→ **Task data**
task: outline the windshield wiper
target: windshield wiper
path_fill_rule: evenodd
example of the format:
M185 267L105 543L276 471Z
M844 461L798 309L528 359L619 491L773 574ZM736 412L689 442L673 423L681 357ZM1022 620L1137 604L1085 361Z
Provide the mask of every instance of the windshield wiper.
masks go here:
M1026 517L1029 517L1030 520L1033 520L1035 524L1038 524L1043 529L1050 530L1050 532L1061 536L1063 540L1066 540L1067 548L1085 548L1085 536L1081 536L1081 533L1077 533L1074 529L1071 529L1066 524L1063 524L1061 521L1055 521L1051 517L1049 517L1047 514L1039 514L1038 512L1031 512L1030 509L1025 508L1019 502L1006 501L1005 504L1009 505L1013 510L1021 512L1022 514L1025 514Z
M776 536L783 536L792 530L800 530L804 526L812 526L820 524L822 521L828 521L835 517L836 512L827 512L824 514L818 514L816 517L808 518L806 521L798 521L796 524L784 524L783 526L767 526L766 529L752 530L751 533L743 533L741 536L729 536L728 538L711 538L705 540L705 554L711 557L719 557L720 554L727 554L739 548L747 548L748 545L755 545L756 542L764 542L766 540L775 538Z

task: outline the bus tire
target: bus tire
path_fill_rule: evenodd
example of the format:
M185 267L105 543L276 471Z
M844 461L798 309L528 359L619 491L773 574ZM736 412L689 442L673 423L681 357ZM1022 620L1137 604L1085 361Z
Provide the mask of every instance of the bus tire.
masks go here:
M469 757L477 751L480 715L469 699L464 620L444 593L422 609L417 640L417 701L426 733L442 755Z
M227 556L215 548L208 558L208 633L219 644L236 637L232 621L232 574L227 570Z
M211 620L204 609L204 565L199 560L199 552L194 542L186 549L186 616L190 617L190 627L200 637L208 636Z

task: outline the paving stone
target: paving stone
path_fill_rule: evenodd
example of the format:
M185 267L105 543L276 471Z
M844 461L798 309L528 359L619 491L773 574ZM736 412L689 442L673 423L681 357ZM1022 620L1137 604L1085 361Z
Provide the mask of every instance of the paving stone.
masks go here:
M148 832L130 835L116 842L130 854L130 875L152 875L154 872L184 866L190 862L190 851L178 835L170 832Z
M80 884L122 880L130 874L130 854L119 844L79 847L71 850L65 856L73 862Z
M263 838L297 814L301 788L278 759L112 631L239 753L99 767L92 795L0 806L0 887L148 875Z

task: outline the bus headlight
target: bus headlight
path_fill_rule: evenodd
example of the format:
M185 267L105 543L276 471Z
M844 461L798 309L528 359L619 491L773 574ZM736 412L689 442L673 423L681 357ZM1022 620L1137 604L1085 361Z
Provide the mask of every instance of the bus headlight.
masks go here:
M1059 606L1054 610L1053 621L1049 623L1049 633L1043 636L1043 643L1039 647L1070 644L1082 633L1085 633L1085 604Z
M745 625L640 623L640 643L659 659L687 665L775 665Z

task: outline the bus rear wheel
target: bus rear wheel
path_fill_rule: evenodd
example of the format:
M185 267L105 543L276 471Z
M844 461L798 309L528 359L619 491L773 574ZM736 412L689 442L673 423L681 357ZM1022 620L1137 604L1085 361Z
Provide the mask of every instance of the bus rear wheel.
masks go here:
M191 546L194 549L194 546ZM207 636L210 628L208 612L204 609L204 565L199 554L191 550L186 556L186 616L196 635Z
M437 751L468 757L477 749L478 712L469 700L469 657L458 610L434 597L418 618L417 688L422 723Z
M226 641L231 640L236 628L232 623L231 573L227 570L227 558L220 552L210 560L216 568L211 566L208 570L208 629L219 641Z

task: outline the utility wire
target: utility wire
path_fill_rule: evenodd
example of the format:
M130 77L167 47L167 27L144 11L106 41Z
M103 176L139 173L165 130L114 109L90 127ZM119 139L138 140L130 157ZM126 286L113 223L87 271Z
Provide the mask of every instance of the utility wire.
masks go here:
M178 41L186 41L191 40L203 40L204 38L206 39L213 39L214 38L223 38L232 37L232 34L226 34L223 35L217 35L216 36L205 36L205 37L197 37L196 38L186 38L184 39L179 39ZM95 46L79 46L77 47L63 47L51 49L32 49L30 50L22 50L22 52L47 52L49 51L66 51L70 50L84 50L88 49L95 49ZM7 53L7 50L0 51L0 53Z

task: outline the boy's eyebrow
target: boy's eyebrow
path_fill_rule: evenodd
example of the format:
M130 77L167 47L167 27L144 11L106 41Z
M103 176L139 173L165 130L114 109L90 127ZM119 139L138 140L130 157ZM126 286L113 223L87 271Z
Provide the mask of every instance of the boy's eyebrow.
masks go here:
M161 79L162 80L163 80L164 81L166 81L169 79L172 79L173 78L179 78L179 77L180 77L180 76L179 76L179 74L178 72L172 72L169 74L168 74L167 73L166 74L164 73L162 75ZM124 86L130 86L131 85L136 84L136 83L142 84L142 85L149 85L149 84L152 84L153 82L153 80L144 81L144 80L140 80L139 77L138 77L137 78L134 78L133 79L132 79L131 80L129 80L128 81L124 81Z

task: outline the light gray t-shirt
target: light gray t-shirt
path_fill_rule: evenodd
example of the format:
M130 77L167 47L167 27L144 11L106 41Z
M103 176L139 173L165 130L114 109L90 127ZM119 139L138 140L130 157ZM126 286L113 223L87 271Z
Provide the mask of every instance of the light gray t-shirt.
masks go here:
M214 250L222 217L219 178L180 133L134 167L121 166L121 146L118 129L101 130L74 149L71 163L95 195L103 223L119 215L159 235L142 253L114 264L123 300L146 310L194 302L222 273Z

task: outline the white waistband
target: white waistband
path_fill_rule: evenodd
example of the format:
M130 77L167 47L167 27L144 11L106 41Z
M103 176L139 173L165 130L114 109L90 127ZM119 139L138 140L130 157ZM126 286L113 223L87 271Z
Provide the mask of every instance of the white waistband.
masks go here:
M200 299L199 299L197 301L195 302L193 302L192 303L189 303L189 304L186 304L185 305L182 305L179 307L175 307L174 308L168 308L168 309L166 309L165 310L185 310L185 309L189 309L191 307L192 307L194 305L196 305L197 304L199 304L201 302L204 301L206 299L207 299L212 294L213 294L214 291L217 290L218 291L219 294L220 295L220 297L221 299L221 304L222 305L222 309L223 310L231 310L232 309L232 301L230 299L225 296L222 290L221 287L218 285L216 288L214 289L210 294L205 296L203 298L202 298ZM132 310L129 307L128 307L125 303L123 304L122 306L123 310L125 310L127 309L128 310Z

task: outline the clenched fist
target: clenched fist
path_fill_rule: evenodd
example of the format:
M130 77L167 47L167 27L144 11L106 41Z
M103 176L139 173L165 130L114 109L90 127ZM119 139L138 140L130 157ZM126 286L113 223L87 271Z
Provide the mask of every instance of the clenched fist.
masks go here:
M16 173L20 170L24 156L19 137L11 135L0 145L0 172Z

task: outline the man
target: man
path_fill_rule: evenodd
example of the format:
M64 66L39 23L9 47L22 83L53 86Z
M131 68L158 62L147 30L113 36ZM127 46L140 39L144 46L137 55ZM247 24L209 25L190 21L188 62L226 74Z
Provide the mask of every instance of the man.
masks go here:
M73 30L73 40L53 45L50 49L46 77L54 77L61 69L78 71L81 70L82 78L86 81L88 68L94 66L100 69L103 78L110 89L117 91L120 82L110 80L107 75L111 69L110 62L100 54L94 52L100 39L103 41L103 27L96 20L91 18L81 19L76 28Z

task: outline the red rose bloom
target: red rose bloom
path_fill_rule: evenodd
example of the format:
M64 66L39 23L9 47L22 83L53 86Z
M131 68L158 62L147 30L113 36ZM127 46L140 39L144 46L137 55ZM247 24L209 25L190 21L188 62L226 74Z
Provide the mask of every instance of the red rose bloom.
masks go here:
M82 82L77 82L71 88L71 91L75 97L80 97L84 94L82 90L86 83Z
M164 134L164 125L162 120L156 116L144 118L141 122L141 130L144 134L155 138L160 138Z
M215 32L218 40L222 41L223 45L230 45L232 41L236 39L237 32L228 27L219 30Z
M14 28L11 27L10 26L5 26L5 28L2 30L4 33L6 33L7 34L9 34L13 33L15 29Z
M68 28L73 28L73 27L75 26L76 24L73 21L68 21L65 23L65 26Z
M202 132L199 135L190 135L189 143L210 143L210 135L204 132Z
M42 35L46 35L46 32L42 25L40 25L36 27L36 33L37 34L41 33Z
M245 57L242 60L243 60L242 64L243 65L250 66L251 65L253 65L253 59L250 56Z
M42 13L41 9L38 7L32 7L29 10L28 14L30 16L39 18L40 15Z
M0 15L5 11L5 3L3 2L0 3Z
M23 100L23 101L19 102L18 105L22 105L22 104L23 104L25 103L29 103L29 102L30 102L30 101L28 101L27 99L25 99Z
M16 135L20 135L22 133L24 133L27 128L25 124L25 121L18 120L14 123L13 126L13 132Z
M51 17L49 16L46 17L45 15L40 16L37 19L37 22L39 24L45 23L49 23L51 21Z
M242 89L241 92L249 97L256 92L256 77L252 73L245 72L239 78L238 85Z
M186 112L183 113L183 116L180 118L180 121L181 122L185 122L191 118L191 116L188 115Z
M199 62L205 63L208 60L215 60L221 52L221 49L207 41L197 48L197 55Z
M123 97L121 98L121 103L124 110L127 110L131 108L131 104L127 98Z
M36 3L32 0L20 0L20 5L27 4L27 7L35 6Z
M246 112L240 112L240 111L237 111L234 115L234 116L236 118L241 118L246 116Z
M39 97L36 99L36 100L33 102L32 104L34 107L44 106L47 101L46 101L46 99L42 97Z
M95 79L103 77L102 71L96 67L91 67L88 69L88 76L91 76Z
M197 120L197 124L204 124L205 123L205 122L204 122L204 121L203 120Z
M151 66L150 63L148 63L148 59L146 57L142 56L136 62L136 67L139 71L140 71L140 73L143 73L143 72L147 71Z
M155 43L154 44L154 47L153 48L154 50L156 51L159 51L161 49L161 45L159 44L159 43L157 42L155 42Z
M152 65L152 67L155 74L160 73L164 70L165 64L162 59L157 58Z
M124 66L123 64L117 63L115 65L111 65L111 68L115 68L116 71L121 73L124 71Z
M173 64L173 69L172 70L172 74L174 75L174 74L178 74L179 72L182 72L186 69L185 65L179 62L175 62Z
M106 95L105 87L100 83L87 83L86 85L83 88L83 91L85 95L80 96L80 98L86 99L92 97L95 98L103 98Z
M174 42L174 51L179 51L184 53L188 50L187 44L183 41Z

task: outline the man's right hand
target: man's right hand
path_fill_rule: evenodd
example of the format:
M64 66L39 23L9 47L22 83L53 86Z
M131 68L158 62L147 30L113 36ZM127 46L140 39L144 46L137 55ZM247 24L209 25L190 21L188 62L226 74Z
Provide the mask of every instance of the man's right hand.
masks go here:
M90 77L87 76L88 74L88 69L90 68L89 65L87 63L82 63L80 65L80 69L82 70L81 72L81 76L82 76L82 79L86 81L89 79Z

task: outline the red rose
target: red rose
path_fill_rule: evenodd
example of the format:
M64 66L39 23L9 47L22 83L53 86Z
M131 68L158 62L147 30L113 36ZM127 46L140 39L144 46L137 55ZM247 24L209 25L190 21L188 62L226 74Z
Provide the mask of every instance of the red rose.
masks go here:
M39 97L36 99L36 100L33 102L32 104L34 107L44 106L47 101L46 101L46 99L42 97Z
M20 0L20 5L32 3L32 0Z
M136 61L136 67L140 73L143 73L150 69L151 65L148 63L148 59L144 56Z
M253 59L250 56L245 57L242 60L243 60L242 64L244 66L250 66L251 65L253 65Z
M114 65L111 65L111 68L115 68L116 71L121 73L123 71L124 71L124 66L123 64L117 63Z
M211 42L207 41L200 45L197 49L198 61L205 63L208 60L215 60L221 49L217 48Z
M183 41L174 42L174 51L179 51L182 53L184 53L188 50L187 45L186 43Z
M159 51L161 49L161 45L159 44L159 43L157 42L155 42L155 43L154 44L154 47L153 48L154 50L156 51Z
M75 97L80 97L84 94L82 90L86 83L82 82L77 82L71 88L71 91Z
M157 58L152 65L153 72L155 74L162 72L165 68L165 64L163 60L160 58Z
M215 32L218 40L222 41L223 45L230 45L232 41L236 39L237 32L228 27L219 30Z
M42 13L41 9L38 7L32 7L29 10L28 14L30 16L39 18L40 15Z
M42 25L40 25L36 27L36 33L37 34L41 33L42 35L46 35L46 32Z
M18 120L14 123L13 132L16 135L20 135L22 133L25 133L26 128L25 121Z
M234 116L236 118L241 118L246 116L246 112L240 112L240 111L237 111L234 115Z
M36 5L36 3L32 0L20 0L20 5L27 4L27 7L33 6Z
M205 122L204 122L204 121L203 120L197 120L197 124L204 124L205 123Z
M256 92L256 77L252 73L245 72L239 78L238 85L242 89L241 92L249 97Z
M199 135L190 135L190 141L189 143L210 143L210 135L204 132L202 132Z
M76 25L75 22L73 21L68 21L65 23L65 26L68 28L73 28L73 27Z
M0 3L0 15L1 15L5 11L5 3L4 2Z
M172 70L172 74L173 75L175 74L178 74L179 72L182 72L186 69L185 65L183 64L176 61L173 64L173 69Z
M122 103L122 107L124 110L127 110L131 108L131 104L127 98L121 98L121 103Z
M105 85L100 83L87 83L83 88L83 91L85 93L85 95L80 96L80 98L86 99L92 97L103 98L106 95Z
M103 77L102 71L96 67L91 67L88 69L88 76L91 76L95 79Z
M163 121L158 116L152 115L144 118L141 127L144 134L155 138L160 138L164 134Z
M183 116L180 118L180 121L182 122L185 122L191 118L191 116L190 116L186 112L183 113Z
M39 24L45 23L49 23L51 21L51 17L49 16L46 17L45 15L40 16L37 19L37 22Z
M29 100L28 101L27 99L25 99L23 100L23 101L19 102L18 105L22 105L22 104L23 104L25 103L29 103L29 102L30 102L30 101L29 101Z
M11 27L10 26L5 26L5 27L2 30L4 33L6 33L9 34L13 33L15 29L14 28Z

→ **Goal**
Reproduce the entries from the line containing "task: outline the boy's eyebrow" through the line containing "M214 250L222 217L219", swapping "light gray" for "dark gray" and leaving everything else unchanged.

→ **The output**
task: outline the boy's eyebrow
target: boy's eyebrow
path_fill_rule: evenodd
example of the format:
M130 77L167 47L167 27L144 11L106 41Z
M103 176L139 173L165 130L114 109L90 127ZM119 139L138 140L130 157ZM126 286L113 223L87 271Z
Provide the mask of every instance of the boy's eyebrow.
masks go here:
M161 79L162 80L163 80L164 81L166 81L169 79L172 79L173 78L179 78L179 77L180 77L180 76L179 76L179 74L178 72L172 72L169 74L168 74L167 73L166 74L164 73L162 75ZM124 86L130 86L131 85L136 84L136 83L142 84L142 85L149 85L149 84L152 84L153 82L153 80L144 81L144 80L140 80L139 77L138 77L137 78L134 78L133 79L132 79L131 80L129 80L128 81L124 81Z

task: outline the dark gray t-shirt
target: dark gray t-shirt
path_fill_rule: evenodd
example of the format:
M130 77L167 47L167 27L144 11L106 41Z
M103 176L139 173L165 130L114 109L90 127ZM119 139L138 140L130 157ZM126 286L113 223L87 271Z
Provide the mask of every instance of the dark gray t-shirt.
masks go here:
M214 250L222 217L219 178L180 133L134 167L121 166L121 146L118 129L101 130L74 149L71 163L95 195L103 223L119 215L159 235L142 253L114 264L123 300L146 310L194 302L222 273Z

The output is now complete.